-------- EXTRAIT

Nous avions un board, un tableau à trois colonnes très simple : To Do, In Progress, Done. Nous avions un outil pour gérer nos Product Backlog Items, (Azure DevOps) et répliquer ce board, mais rien de plus. Du très basique, pas de custo. Un PBI = une évolution, une fonctionnalité à livrer dans le sprint. Et chaque jour nous passions 10 à 15min en Daily Scrum pour discuter des nos items ensemble. L'aspect magique était qu'avec seulement un post it représentant un PBI sur notre board, et parce que nous communiquions en continu, nous savions tous exactement ce qu'il se passait sur chaque élément, qui était en charge de quoi et dans quelle étape précise. Une vraie symbiose. Les items traversaient le board d'heure en heure et le Daily ne nous servait finalement que de point de discussions et de remontée d'alertes.
Autre aspect vraiment puissant de notre implémentation, le PO n'écrivait pas nos PBIs. Il était bien trop occupés à imaginer les prochains setups, pièces, paramétrages à venir pour gagner de la performance sur la voiture. Nous avions des contacts brefs mais réguliers, principalement pour de l'alignement sur des objectifs plus que sur des acceptances criterias précis. C'était à l'équipe de convertir ces objectifs en fonctionnalités. Tous ensemble, nous étions responsables du PB et nous l'alimentions. Les bénéfices ? Chacun connaissait les items, peu de surprise pendant les sprints, quand un problème survenait, nous connaissions tous le sujet... Nous étions capables de prendre des décisions rapidement, permettant un gain de temps considérable. C'est au travers de la contrainte de ne pas avoir notre PO assis à côté de nous que nous avons transcendé une implémentation "mécanique" de Scrum.

----------------

ÉNONCÉ ÉCRIT 1 >>
Reprenez sous forme de liste le paragraphe de l'extrait qui commence par « Autre aspect vraiment puissant », en gardant ses faits principaux.
ÉNONCÉ ÉCRIT 2 >>
D'après l'extrait, combien de temps l'équipe passait-elle chaque jour en Daily Scrum ?

-------- MATÉRIEL FOURNI

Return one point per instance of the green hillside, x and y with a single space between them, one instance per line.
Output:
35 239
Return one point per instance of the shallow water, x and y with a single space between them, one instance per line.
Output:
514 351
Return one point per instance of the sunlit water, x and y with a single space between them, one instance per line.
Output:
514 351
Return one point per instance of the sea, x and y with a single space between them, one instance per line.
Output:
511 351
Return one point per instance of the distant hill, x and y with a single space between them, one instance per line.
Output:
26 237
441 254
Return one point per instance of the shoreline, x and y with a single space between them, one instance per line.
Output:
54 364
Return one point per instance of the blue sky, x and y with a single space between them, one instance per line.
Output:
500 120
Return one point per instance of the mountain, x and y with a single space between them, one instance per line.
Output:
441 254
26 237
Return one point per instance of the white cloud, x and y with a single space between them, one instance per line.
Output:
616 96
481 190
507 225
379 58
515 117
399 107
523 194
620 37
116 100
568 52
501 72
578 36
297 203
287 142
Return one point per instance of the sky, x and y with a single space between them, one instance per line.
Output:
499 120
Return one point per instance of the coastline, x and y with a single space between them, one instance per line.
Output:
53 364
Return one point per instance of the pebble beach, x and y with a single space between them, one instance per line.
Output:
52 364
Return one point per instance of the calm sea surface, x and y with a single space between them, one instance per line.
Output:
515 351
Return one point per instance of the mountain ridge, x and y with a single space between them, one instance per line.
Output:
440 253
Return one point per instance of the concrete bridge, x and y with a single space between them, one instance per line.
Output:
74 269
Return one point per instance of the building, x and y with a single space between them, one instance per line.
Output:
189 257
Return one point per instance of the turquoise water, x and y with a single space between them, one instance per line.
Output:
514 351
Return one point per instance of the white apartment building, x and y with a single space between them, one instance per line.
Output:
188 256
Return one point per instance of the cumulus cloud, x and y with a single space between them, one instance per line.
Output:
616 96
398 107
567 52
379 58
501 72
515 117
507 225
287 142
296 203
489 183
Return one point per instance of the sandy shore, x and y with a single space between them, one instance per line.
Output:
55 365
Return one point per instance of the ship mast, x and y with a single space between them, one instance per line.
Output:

----------------

RÉPONSE ATTENDUE 1 >>
- Le PO n'écrivait pas les PBIs. Il était trop occupé à imaginer les prochains setups, pièces et paramétrages pour gagner de la performance sur la voiture.
- Les contacts avec lui étaient brefs mais réguliers. Ils servaient surtout à s'aligner sur des objectifs plutôt que sur des critères d'acceptation précis.
- L'équipe transformait ces objectifs en fonctionnalités. Tous ensemble, ses membres étaient responsables du PB et l'alimentaient.
- Les bénéfices étaient nombreux : chacun connaissait les items, il y avait peu de surprises pendant les sprints, et tout le monde connaissait le sujet quand un problème survenait. Les décisions se prenaient vite, avec un gain de temps considérable.
- C'est la contrainte de ne pas avoir le PO assis à côté d'eux qui a permis à l'équipe de dépasser une application « mécanique » de Scrum.

RÉPONSE ATTENDUE 2 >>
De 10 à 15 minutes.